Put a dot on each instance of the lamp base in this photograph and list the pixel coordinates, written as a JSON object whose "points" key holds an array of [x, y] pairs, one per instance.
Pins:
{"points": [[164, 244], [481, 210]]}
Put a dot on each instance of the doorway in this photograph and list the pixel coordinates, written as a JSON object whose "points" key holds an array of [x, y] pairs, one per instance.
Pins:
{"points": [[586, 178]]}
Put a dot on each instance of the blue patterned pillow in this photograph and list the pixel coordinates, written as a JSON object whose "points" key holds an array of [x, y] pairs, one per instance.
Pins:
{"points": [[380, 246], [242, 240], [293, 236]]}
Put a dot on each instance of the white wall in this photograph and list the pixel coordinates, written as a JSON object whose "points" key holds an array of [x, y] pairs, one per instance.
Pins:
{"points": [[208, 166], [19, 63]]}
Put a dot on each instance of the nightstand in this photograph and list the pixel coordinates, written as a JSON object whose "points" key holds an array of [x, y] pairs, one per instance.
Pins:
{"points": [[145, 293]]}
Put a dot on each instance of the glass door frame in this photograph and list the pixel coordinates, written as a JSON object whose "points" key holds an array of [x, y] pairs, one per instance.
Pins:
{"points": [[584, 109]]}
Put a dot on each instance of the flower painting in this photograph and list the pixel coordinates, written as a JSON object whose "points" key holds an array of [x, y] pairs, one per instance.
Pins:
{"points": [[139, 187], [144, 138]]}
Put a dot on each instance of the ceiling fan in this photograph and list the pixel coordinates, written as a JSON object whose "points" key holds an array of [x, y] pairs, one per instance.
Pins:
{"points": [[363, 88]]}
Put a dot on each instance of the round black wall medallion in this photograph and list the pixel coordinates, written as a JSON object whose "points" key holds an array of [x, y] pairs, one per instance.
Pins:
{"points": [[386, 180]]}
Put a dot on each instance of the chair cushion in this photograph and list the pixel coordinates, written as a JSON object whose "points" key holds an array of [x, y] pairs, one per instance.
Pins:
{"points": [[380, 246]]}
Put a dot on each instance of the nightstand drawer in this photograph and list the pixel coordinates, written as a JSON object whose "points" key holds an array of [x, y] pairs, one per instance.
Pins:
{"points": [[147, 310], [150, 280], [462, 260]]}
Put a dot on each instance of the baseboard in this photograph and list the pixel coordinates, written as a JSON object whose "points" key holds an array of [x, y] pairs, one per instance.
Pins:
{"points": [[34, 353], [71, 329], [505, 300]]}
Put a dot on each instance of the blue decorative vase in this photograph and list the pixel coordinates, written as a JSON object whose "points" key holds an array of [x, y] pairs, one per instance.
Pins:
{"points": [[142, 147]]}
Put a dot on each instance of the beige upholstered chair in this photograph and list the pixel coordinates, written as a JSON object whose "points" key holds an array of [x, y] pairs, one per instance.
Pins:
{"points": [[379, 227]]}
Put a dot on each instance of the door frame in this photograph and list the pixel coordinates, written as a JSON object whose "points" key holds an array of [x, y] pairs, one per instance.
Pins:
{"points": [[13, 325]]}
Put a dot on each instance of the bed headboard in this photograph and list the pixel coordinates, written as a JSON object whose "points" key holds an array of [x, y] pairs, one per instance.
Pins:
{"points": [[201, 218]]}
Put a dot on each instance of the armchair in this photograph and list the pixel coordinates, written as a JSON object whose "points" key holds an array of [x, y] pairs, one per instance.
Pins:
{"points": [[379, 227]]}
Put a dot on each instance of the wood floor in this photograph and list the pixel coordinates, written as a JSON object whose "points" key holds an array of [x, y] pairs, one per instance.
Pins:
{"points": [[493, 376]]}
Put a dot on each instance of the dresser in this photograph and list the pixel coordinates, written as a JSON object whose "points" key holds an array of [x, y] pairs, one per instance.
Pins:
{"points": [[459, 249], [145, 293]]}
::::::::
• _What to work on_: Quote verbatim the stretch of the material from the line containing "Put a dot on each instance of the wood" through the end of the material, both ends included.

• _Complete output_:
Put a dot on each instance of the wood floor in this photograph and list the pixel coordinates, written as a JSON object whose "points" key holds an array of [x, y] pairs, one per instance.
Pins:
{"points": [[493, 376]]}
Put a dot on each instance of the dresser in this photograph and list the pixel coordinates, written as a JSON object whose "points" key holds an array of [x, y] pairs, one per instance.
Pins:
{"points": [[459, 249], [145, 293]]}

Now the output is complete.